(Dataset excerpts begins)
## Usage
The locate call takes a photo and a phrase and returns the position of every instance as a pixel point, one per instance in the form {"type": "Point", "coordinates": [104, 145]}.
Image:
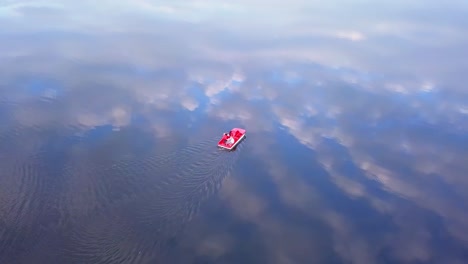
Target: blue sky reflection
{"type": "Point", "coordinates": [365, 100]}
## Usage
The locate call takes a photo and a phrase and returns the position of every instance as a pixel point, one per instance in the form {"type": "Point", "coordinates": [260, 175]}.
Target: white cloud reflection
{"type": "Point", "coordinates": [383, 83]}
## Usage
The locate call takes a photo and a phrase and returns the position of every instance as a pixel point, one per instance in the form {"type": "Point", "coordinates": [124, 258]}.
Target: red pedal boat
{"type": "Point", "coordinates": [232, 139]}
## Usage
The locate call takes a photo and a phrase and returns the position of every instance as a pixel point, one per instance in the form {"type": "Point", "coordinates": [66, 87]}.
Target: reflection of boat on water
{"type": "Point", "coordinates": [232, 139]}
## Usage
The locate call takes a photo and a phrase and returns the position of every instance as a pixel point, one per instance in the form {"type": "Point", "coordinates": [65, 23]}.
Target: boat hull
{"type": "Point", "coordinates": [238, 135]}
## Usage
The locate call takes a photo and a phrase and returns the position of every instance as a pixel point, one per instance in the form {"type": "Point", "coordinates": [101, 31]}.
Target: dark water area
{"type": "Point", "coordinates": [356, 115]}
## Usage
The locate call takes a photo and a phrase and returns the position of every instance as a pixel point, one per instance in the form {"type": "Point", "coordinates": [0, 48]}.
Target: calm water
{"type": "Point", "coordinates": [357, 131]}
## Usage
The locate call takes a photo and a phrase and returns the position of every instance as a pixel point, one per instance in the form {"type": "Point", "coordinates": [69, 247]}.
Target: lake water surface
{"type": "Point", "coordinates": [356, 115]}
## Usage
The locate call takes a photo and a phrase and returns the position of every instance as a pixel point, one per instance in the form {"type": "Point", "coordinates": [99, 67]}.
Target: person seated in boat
{"type": "Point", "coordinates": [230, 140]}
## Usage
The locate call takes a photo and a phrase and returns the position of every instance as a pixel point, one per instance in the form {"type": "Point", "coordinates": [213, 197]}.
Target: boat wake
{"type": "Point", "coordinates": [133, 210]}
(Dataset excerpts ends)
- **Exercise details**: Your answer should be every line above, written out exactly, with no pictures.

- **Task output**:
## Usage
The locate call takes a photo and a phrase and returns the position of every instance as a pixel point, one per instance in the form {"type": "Point", "coordinates": [104, 145]}.
Image:
Target: blue sky reflection
{"type": "Point", "coordinates": [365, 100]}
## Usage
The locate call takes a photo and a phrase and returns the position of every instance as a pixel point, one per instance in the form {"type": "Point", "coordinates": [260, 175]}.
Target: white cloud reflection
{"type": "Point", "coordinates": [383, 83]}
## Usage
The locate call takes a photo and a phrase and returns the position of every instance as a pixel point, one per instance in the form {"type": "Point", "coordinates": [124, 258]}.
Target: red pedal boat
{"type": "Point", "coordinates": [232, 139]}
## Usage
The locate call takes a photo and a phrase and returns the position of every instance as a pixel point, one per instance in the form {"type": "Point", "coordinates": [66, 87]}.
Target: reflection of boat on water
{"type": "Point", "coordinates": [232, 139]}
## Usage
The locate call takes a photo and a phrase and returns the position of every instance as a pixel point, one per instance in the form {"type": "Point", "coordinates": [65, 23]}.
Target: boat hull
{"type": "Point", "coordinates": [238, 135]}
## Usage
The locate call takes a photo and a phrase and returns the position of every instance as a pixel point, one per instance in the form {"type": "Point", "coordinates": [101, 31]}.
Target: dark water area
{"type": "Point", "coordinates": [356, 115]}
## Usage
The locate call takes a photo and a phrase and returns the position of every instance as a pixel point, one per instance in the form {"type": "Point", "coordinates": [0, 48]}.
Target: calm water
{"type": "Point", "coordinates": [357, 131]}
## Usage
The locate call takes a photo and a phrase and returns the position of every instance as a pixel point, one per instance in the form {"type": "Point", "coordinates": [69, 247]}.
Target: lake water surface
{"type": "Point", "coordinates": [356, 115]}
## Usage
The locate call takes a photo and a phrase and returns the position of every instance as a pixel point, one per instance in the form {"type": "Point", "coordinates": [99, 67]}.
Target: person seated in boat
{"type": "Point", "coordinates": [230, 140]}
## Usage
The locate call takes a photo and a phrase and returns the position of every instance as a pixel point, one per instance in the form {"type": "Point", "coordinates": [213, 197]}.
Target: boat wake
{"type": "Point", "coordinates": [133, 210]}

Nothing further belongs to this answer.